▶ _REQUIREMENT_
Extract each line of the material below that contains the string "wall". Matches are case-sensitive.

▶ _DATA ENTRIES_
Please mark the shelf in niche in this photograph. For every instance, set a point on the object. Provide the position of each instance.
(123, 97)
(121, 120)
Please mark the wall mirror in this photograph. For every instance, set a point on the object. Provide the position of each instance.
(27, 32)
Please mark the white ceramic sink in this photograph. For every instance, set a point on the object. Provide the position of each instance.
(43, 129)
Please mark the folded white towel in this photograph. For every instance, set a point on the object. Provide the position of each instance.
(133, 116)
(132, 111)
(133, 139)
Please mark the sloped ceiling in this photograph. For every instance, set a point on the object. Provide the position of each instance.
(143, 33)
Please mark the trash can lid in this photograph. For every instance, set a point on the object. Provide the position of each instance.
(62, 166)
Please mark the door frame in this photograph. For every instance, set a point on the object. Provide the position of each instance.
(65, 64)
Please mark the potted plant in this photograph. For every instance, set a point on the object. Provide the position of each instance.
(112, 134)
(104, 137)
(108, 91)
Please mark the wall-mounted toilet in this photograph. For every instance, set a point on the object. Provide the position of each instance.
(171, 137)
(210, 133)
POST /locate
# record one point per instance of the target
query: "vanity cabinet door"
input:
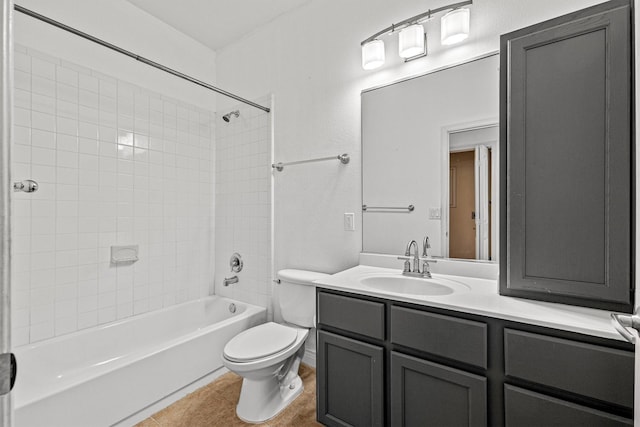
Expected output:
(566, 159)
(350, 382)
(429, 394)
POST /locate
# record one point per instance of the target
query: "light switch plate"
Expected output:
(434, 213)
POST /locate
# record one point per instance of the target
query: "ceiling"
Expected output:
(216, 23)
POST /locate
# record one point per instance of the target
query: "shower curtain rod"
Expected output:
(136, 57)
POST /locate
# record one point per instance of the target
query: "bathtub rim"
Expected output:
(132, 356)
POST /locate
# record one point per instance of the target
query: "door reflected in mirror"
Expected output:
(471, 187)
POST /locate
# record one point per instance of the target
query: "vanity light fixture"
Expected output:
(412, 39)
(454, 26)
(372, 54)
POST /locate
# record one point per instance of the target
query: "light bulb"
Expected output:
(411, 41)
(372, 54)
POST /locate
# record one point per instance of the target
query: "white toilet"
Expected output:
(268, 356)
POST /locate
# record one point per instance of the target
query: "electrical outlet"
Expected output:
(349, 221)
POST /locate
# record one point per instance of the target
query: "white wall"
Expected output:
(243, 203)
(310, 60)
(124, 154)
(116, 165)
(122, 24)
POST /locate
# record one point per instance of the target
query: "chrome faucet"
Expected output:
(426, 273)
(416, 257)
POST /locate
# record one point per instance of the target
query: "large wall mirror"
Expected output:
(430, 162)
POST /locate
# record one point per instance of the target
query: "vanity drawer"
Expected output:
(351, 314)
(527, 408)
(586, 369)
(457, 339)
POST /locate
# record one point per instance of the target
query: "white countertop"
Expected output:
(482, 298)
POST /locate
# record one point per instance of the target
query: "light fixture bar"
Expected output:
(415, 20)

* * *

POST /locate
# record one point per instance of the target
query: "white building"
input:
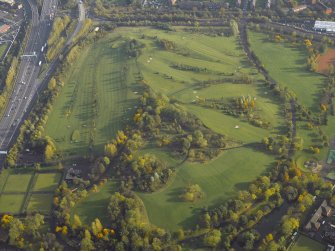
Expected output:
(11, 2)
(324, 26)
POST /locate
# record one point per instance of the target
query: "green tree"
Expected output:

▶ _ANSWER TO THIS PROBLEM_
Please mark the wall mirror in this photograph. For every instance, set a point on the object. Provide the position of each instance.
Please mark the wall-mounted toilet in this photograph. For every instance, set a point on the object. Provide the position of each instance.
query: "white wall"
query: "large wall mirror"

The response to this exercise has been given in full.